_What the exercise asks_. Reproduce every entry in the listing without alteration.

(Records from a point labeling set)

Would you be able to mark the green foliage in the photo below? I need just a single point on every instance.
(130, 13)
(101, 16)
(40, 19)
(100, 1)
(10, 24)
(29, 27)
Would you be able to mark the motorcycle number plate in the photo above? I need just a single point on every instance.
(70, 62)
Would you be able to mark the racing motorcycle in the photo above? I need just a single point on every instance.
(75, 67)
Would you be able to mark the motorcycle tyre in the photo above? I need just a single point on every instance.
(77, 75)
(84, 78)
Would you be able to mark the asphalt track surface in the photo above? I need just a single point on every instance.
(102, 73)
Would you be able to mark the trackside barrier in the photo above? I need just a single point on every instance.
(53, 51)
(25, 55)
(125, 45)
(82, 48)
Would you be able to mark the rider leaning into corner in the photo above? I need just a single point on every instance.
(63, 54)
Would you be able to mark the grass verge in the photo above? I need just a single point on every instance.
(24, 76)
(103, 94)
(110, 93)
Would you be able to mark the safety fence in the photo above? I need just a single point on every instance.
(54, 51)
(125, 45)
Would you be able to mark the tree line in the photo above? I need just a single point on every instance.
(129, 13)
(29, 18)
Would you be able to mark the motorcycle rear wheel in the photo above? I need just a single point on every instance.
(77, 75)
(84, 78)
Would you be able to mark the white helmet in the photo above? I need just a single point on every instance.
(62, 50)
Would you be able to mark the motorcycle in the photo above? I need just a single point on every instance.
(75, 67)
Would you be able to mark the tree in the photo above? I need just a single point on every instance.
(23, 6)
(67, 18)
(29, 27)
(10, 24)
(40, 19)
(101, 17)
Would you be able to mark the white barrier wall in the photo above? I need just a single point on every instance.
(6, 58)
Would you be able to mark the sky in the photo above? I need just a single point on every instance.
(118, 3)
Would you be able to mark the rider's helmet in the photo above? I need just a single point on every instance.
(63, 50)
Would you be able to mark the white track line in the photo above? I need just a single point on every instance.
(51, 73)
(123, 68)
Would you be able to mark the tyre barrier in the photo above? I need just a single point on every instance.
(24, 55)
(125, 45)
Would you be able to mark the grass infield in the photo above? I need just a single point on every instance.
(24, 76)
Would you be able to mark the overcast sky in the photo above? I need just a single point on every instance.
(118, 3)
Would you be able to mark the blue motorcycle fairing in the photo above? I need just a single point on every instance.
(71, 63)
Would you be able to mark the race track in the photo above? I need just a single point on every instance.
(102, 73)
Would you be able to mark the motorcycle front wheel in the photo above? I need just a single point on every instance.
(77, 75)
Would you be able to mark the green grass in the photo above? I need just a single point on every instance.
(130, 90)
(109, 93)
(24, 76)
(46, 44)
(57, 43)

_Exercise answer_.
Would you be able to mark the green foliage in the photo below? I need just a single point on every instance.
(130, 13)
(101, 16)
(40, 19)
(100, 1)
(10, 24)
(29, 27)
Would you be able to mark the motorcycle number plate in the photo above? I need just a single point on every instance.
(70, 62)
Would you be able to mark the racing motorcycle in the photo above? I need just a single point on every instance.
(75, 67)
Would you be able to mark the motorcycle tyre in the photo above? I need just a single point on every instance.
(77, 75)
(84, 78)
Would you be able to mark the asphalt track surface in the photo above? I need just a single point on every instance.
(102, 73)
Would you be able to mark the trackside barrier in the photo above? I need just a single point on every instance.
(53, 51)
(25, 55)
(125, 45)
(82, 48)
Would you be able to mark the rider leaning into corner in the photo above? I need just a single point on every instance.
(63, 54)
Would you be able to mark the grass verge in the photo above? I need just a single point on every instance.
(24, 76)
(103, 94)
(110, 93)
Would you be able to mark the safety fence in the photo above? I need just a single point on every instance.
(54, 51)
(125, 45)
Would you be able to mark the tree line in the photo above? I need just a single point on every instance.
(129, 13)
(29, 18)
Would you be able to mark the motorcycle rear wheel in the photo above? I need just a single point on every instance.
(77, 75)
(84, 78)
Would you be able to mark the white helmet in the photo above? I need just a single point on every instance.
(62, 50)
Would you be able to mark the motorcycle in the photo above? I need just a single point on every instance.
(75, 67)
Would you be able to mark the tree in the photo above? I need just a single point on every instance.
(23, 6)
(67, 18)
(29, 27)
(10, 24)
(40, 19)
(101, 17)
Would you be able to mark the white barrier wall in the photo above? I need just a single point on every instance.
(6, 58)
Would you be able to mark the sky in the photo above? I need just a single point on every instance.
(118, 3)
Would you be able to mark the rider's helmet in the photo above? I need just a single point on every instance.
(63, 50)
Would you be able to mark the white track line in the photo above? I need just a single point on every instance.
(51, 73)
(123, 68)
Would you be able to mark the tyre barrier in the photo above? I need just a single point on every instance.
(24, 55)
(125, 45)
Would you be able to mark the grass infield in the photo above? I need just a single point on every instance.
(24, 76)
Would you be able to mark the overcast sky in the photo above? I need just a single point on every instance.
(118, 3)
Would you be able to mark the blue motorcycle fairing in the photo above? I need just a single point on every instance.
(71, 63)
Would you be able to mark the race track in the photo above? I need just a single point on every instance.
(102, 73)
Would you be able to mark the motorcycle front wheel in the photo above? I need just a single point on every instance.
(77, 75)
Would you be able to mark the green grass in the photo above? I need just a single point on every instance.
(130, 90)
(109, 93)
(24, 76)
(46, 44)
(57, 43)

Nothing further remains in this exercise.